◆ EXERCISE AIM ◆
Give back all of the data exactly as written.

─── DATA EXTRACT

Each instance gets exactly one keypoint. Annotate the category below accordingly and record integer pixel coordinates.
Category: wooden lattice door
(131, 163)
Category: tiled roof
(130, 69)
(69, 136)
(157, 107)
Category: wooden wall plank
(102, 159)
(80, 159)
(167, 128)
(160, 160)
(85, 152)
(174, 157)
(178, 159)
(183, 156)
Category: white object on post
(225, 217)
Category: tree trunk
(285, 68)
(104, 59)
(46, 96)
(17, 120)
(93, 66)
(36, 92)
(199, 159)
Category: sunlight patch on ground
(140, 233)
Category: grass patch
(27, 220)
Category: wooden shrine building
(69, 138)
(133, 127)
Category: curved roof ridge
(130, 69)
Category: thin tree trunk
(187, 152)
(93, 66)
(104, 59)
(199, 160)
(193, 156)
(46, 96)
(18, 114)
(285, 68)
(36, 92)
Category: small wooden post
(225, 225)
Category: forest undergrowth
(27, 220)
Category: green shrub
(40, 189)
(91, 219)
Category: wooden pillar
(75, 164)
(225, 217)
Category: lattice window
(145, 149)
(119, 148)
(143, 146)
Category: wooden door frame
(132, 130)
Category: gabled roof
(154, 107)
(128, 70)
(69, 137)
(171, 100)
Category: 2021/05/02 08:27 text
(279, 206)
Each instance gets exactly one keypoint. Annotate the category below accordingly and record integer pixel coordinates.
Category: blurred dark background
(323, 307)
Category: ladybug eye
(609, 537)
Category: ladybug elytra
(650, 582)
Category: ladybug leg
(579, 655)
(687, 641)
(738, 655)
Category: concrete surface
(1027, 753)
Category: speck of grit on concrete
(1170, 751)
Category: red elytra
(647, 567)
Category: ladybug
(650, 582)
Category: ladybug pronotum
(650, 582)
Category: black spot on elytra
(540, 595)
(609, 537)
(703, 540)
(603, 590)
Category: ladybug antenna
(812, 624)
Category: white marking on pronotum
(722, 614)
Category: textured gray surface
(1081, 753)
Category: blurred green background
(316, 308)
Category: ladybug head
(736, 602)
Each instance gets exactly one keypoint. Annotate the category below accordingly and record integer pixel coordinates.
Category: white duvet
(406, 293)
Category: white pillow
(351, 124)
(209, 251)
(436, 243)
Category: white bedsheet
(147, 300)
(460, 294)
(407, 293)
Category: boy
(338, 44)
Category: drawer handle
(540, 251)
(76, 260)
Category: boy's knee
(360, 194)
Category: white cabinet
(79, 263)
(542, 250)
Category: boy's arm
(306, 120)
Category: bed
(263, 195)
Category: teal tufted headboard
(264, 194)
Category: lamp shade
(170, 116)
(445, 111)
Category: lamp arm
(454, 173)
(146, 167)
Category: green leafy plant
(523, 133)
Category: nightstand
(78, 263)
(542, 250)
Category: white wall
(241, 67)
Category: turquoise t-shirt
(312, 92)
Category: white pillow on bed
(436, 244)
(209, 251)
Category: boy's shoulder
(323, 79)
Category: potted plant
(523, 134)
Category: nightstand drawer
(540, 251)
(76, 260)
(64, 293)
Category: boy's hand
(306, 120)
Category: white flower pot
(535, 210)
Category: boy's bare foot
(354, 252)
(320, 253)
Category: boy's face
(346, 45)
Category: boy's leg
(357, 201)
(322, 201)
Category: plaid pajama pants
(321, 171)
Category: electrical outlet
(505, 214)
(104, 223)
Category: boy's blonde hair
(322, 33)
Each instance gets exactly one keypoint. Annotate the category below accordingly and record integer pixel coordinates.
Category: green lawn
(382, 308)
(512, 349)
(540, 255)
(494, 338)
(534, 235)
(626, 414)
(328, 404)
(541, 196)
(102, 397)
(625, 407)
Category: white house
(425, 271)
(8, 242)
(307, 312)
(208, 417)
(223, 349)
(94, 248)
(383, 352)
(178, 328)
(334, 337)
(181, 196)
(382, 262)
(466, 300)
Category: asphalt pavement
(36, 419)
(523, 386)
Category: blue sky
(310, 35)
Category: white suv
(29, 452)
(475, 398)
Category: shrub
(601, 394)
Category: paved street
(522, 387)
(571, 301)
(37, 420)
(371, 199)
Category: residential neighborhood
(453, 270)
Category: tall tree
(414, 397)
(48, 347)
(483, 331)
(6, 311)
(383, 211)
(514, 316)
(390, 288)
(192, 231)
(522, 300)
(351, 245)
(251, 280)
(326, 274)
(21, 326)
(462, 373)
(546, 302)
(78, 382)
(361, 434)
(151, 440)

──────

◆ THE COMPLETED TASK ◆
Each instance gets exactly one keypoint. Annotate the category below accordingly and record integer pixel coordinates.
Category: wooden lattice door
(131, 163)
Category: tiled roof
(130, 69)
(69, 136)
(157, 107)
Category: wooden wall plank
(102, 159)
(80, 159)
(167, 128)
(160, 160)
(85, 152)
(174, 157)
(178, 159)
(183, 156)
Category: white object on post
(225, 217)
Category: tree trunk
(285, 68)
(104, 59)
(46, 96)
(17, 120)
(93, 66)
(36, 92)
(199, 159)
Category: sunlight patch on ground
(140, 233)
Category: grass patch
(27, 220)
Category: wooden shrine building
(69, 138)
(133, 127)
Category: curved roof ridge
(130, 69)
Category: thin tree trunk
(187, 152)
(93, 66)
(104, 59)
(199, 160)
(193, 156)
(46, 96)
(18, 114)
(285, 68)
(36, 92)
Category: small wooden post
(225, 225)
Category: forest undergrowth
(27, 220)
Category: green shrub
(40, 189)
(91, 219)
Category: wooden pillar
(75, 164)
(225, 217)
Category: lattice window
(145, 149)
(119, 148)
(143, 146)
Category: wooden door frame
(132, 130)
Category: gabled roof
(154, 107)
(128, 70)
(69, 137)
(171, 100)
Category: 2021/05/02 08:27 text
(279, 206)
Each instance gets exactly one keypoint. Annotate the category below accordingly and record integer pixel coordinates.
Category: blurred dark background
(323, 307)
Category: ladybug eye
(609, 537)
Category: ladybug elytra
(650, 582)
Category: ladybug leg
(579, 655)
(687, 641)
(738, 655)
Category: concrete surface
(1027, 753)
Category: speck of grit on concrete
(1170, 751)
Category: red elytra
(647, 567)
Category: ladybug
(650, 582)
Category: ladybug pronotum
(650, 582)
Category: black spot on elytra
(540, 595)
(609, 537)
(703, 540)
(603, 590)
Category: ladybug antenna
(812, 624)
Category: white marking on pronotum
(722, 614)
Category: textured gray surface
(1081, 753)
Category: blurred green background
(316, 308)
Category: ladybug head
(736, 602)
Each instance gets exactly one keypoint. Annotate the category below accordingly and record integer pixel coordinates.
Category: white duvet
(406, 293)
Category: white pillow
(351, 124)
(209, 251)
(436, 243)
Category: white bedsheet
(147, 300)
(460, 294)
(407, 293)
Category: boy
(338, 44)
Category: drawer handle
(540, 251)
(76, 260)
Category: boy's knee
(360, 194)
Category: white cabinet
(79, 263)
(542, 250)
Category: boy's arm
(306, 120)
Category: bed
(263, 195)
Category: teal tufted headboard
(264, 194)
Category: lamp shade
(170, 116)
(445, 111)
Category: lamp arm
(454, 173)
(146, 167)
Category: green leafy plant
(523, 133)
Category: nightstand
(78, 263)
(542, 250)
Category: white wall
(241, 67)
Category: turquoise t-shirt
(312, 92)
Category: white pillow on bed
(436, 244)
(209, 251)
Category: boy's shoulder
(323, 79)
Category: potted plant
(523, 134)
Category: nightstand drawer
(540, 251)
(76, 260)
(64, 293)
Category: boy's hand
(306, 120)
Category: white flower pot
(535, 210)
Category: boy's bare foot
(354, 252)
(320, 253)
Category: boy's face
(346, 45)
Category: boy's leg
(357, 201)
(322, 201)
Category: plaid pajama pants
(321, 171)
Category: electrical outlet
(505, 214)
(104, 223)
Category: boy's blonde hair
(322, 33)
Each instance gets exactly one keypoint. Annotate the category below accordingly and record integer pixel coordinates.
Category: green lawn
(382, 308)
(512, 349)
(540, 255)
(494, 338)
(534, 235)
(626, 414)
(328, 404)
(541, 196)
(102, 397)
(625, 407)
Category: white house
(425, 271)
(8, 242)
(307, 312)
(208, 417)
(223, 349)
(94, 248)
(383, 352)
(178, 328)
(334, 337)
(181, 196)
(382, 262)
(466, 300)
Category: asphalt pavement
(36, 419)
(523, 386)
Category: blue sky
(310, 35)
Category: white suv
(29, 452)
(475, 398)
Category: shrub
(601, 394)
Category: paved street
(522, 387)
(571, 301)
(37, 420)
(371, 199)
Category: residential neighborhood
(453, 270)
Category: tall tree
(414, 397)
(48, 347)
(483, 331)
(6, 311)
(383, 211)
(514, 316)
(390, 288)
(192, 231)
(522, 300)
(351, 245)
(251, 280)
(326, 274)
(21, 326)
(462, 373)
(546, 302)
(78, 382)
(361, 434)
(151, 440)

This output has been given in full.